» **THE REQUEST**
Reproduce the entire listing below word for word, but leave out the pictures.

[Begin THE RECORDS]

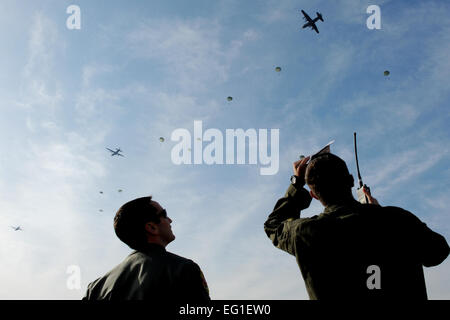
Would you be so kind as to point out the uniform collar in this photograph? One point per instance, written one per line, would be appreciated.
(337, 207)
(152, 248)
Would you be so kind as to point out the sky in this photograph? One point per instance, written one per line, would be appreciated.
(135, 71)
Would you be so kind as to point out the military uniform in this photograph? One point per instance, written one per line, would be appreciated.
(335, 249)
(151, 274)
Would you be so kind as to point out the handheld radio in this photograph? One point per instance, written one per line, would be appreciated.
(362, 198)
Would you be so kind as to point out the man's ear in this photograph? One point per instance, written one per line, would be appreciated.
(152, 228)
(312, 194)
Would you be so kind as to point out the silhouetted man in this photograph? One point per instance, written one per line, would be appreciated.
(351, 250)
(150, 272)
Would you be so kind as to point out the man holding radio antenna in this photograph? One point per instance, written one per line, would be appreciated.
(352, 250)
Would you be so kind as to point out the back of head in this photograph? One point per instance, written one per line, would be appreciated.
(130, 220)
(328, 177)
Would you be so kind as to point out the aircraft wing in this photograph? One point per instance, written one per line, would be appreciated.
(315, 27)
(306, 16)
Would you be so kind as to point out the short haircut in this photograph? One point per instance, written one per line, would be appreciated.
(130, 220)
(328, 177)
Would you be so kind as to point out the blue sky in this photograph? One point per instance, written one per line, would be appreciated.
(138, 70)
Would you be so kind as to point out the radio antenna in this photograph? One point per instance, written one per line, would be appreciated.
(357, 165)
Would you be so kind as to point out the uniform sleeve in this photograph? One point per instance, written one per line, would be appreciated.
(282, 224)
(433, 247)
(193, 283)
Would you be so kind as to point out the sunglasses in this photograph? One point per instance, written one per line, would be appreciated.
(163, 213)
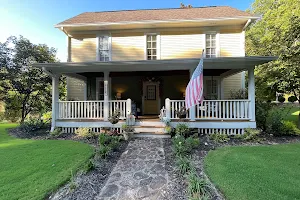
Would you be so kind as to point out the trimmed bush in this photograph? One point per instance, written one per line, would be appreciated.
(32, 124)
(85, 132)
(281, 99)
(292, 99)
(219, 138)
(290, 128)
(262, 110)
(182, 129)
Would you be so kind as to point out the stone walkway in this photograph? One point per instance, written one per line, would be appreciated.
(139, 174)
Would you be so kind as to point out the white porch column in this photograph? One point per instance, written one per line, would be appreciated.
(55, 99)
(128, 105)
(192, 109)
(168, 108)
(251, 93)
(221, 85)
(106, 88)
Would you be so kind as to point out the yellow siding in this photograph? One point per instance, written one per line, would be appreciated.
(230, 44)
(128, 46)
(232, 83)
(83, 49)
(75, 89)
(181, 46)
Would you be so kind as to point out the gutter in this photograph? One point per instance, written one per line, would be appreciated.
(152, 22)
(247, 24)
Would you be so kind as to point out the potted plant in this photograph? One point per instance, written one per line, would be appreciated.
(181, 113)
(115, 117)
(130, 120)
(127, 131)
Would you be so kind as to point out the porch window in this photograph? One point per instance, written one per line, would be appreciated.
(211, 45)
(151, 47)
(211, 89)
(104, 51)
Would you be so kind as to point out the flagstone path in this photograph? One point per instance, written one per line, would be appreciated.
(139, 174)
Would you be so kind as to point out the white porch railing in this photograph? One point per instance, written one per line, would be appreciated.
(80, 109)
(214, 109)
(92, 109)
(120, 105)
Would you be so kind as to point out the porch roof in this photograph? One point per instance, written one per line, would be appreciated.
(154, 65)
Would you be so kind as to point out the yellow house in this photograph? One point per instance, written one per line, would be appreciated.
(140, 62)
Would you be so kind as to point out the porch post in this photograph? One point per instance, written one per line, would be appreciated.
(192, 109)
(251, 93)
(168, 108)
(106, 105)
(55, 99)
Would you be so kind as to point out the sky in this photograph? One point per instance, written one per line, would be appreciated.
(35, 19)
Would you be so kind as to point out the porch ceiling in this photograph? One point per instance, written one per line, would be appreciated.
(154, 65)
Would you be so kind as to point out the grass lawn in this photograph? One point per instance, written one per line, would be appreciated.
(256, 172)
(31, 169)
(291, 113)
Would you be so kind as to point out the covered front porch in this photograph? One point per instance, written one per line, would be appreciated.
(150, 90)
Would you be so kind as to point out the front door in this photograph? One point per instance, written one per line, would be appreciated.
(150, 98)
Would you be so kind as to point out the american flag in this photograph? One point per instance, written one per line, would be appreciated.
(194, 90)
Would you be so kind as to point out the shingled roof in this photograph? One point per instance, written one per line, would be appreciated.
(155, 15)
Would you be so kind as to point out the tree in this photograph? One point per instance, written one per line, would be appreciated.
(24, 89)
(276, 33)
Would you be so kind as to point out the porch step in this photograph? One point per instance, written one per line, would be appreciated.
(149, 123)
(148, 129)
(151, 135)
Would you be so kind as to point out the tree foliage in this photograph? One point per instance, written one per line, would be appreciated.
(276, 33)
(24, 89)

[End THE RECORDS]

» **RESPONSE BELOW**
Would you be so kind as to point out the uniform collar in this photograph? One point per instance, written one per line, would be appreciated.
(337, 207)
(152, 248)
Would you be so kind as to point out the sky in this photograph? One point per instance, written one per line, would be appreciated.
(135, 71)
Would you be so kind as to point out the military uniform in this photograph? One point per instance, written one per line, would be appreciated.
(335, 249)
(151, 274)
Would you be so kind as to point out the handheld radio in this photograph? One point per instance, written one per line, would be appreciated.
(362, 198)
Would you be so kind as to point out the man's ear in this photograph? One point per instance, written one per line, would be appreciated.
(152, 228)
(312, 194)
Would you be so kind as to point out the silhouetted man in this photograph? One point per instance, written one per line, would be appreciated.
(351, 250)
(150, 272)
Would you be so kind as to point out the man holding radio antenna in this photograph? One point per instance, written one per line, would be appreciated.
(352, 250)
Would you be so kind as to point out the back of head in this photograph? One point per instance, written one per line, would be appreciated.
(130, 220)
(328, 177)
Would you be so kind as to point out the aircraft wing in this photograph? One point per instance, written one per line, would be appreciated.
(315, 27)
(306, 16)
Would you be so kind as to point out the short haircut in this photograph? One point per instance, written one per line, would be appreciated.
(130, 220)
(328, 177)
Would you be so kind as to point out the blue sky in this photograph? One point per instance, written one per line, would be appreciated.
(138, 70)
Would you be so kind as to point out the radio antenna in this photograph? One point per instance, written one per line, would be appreciated.
(357, 165)
Would you be so kind as to point out the uniform sleeve in this photograph? One point per instance, written one per line, would be appreciated.
(282, 224)
(433, 247)
(193, 283)
Would you be so kind as to point out the sunglasses in this photograph? One point per instance, written one per line, would be appreciated.
(163, 213)
Would you be so kind as to point out the trimmed bush in this photograph? One point per instance, written one per line, would be appreciated.
(32, 124)
(85, 132)
(281, 99)
(292, 99)
(219, 138)
(290, 128)
(262, 110)
(182, 129)
Would you be so kind as to point out the stone walkway in this photograph? One point per instance, written one per line, would be appreciated.
(139, 174)
Would you be so kind as to point out the white porch column in this photograph? One point per instance, written one per line, would be appreciated.
(55, 99)
(128, 105)
(192, 109)
(168, 108)
(251, 93)
(221, 85)
(106, 88)
Would you be so kind as to point out the yellow siding in this photograph? One point per instance, written one per line, would be appreciated.
(230, 44)
(128, 46)
(232, 83)
(83, 49)
(75, 89)
(181, 46)
Would you be so kind as to point out the gutter in this photograph? One point per instance, written one per line, would be appreciated.
(152, 22)
(247, 24)
Would you be so kind as to point out the potted plant in this photograph? One point per instance, written one per line, would be appreciated.
(181, 113)
(115, 117)
(130, 120)
(127, 131)
Would you be so kind as to point out the porch window in this photograph? One point per instance, written one per line, would be appreciated.
(211, 45)
(151, 47)
(211, 89)
(104, 51)
Would you be so kind as to point out the flagstone path in this photograph? One point per instance, written one per line, would be appreciated.
(139, 174)
Would you be so kind as to point out the white porch railing in this photograph? One point per instance, written one per line, would be appreciated.
(80, 109)
(214, 109)
(92, 109)
(120, 105)
Would you be so kind as to point out the porch roof in this photograph? One point per instance, written one per line, would be appreciated.
(154, 65)
Would you be so kind as to point out the yellow house in this photograph? One point per instance, written one per line, would be appreciated.
(140, 62)
Would you be so kind as to point out the porch post in this photograph? One point per instance, written one per line, would be appreciated.
(192, 109)
(251, 93)
(168, 108)
(106, 105)
(55, 99)
Would you be so kind as to point out the sky in this photograph? One point per instance, written one per line, would be appreciated.
(35, 19)
Would you be so kind as to point out the porch ceiling in this photograph? One point per instance, written one per line, would be appreciated.
(154, 65)
Would you be so kind as to point out the grass lawn in this photograph? One point per instance, written one per line, would be appreciated.
(256, 172)
(31, 169)
(291, 113)
Would you be so kind as to point out the covered front porch in this photograph? One point per instance, written one per line, would be appreciated.
(150, 90)
Would you be so kind as to point out the front door in this photograph? One point per instance, written one per line, would be appreciated.
(150, 98)
Would you be so kind as to point out the american flag in this photograph? One point per instance, written one per line, would be appreciated.
(194, 90)
Would you be so kind as to point out the shingled roof in this photograph? One point per instance, written one per line, would be appreciated.
(155, 15)
Would you be so kind as to point out the tree in this photograph? One point per instance, written one per line, would be appreciated.
(24, 89)
(276, 33)
Would you be so kind as to point out the porch step in this photograph? One point per instance, written one per line, would be appreciated.
(149, 123)
(148, 129)
(151, 135)
Would you be so kind as to point out the tree foliage in this photograph? One point per instance, written one per line, would be appreciated.
(276, 33)
(24, 89)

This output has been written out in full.